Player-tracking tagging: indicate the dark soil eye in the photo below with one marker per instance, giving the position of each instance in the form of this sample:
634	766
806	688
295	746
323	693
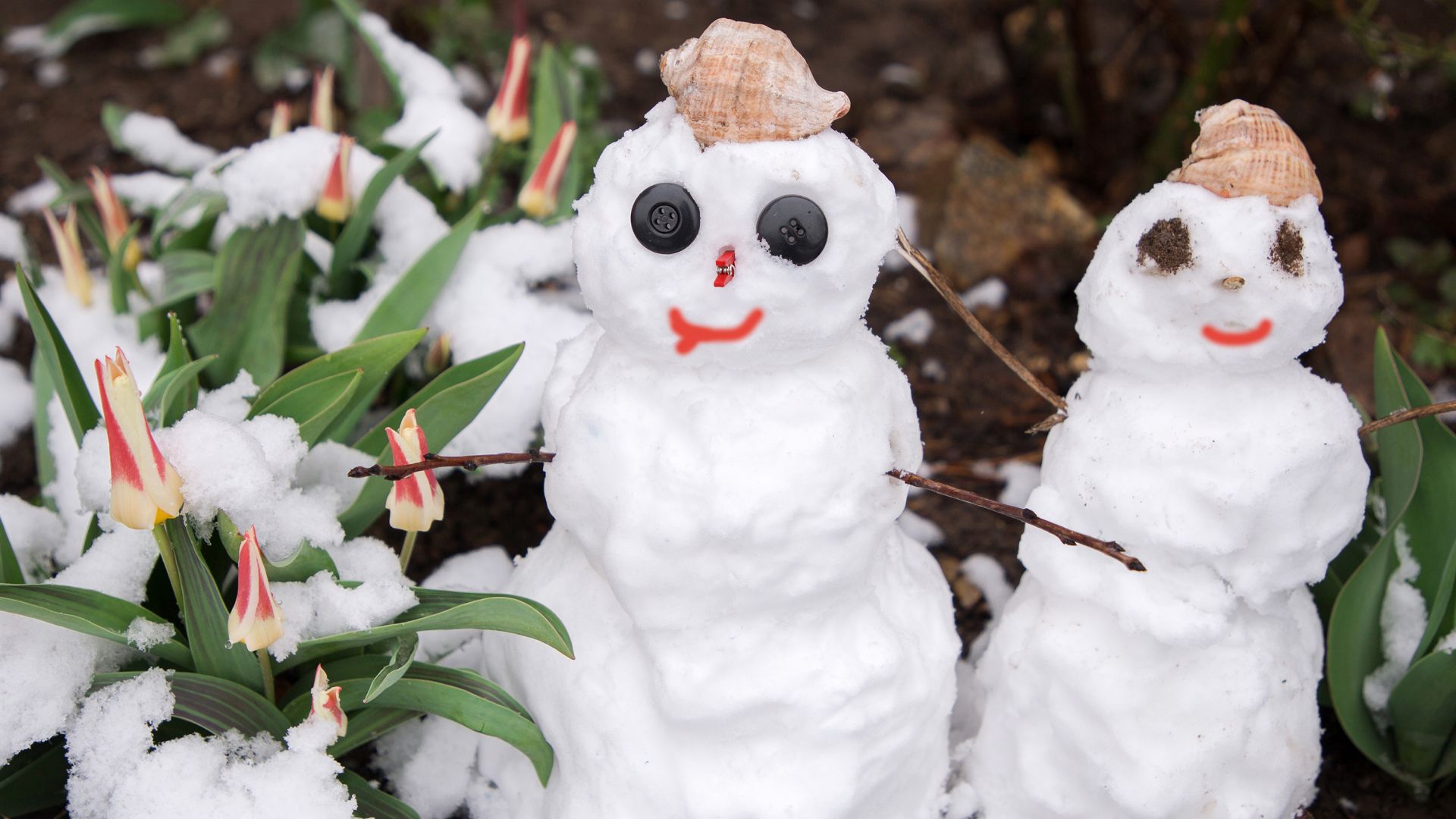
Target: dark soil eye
1289	249
1166	243
794	228
664	218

========================================================================

#### SET PROBLEM
Replace "instance" with "occurrence" throughout all the rows above, keeping everything else the same, and omit the pictures from your copy.

#### SOLUTION TO THE PROBLEM
Player-tracking tagging: indicate the dark soil eye in the photo below with one marker per occurrence, giving the position of each occurrence in the form of this sample:
634	766
806	688
295	746
323	693
Target: dark soil eye
1289	249
1166	243
794	228
664	218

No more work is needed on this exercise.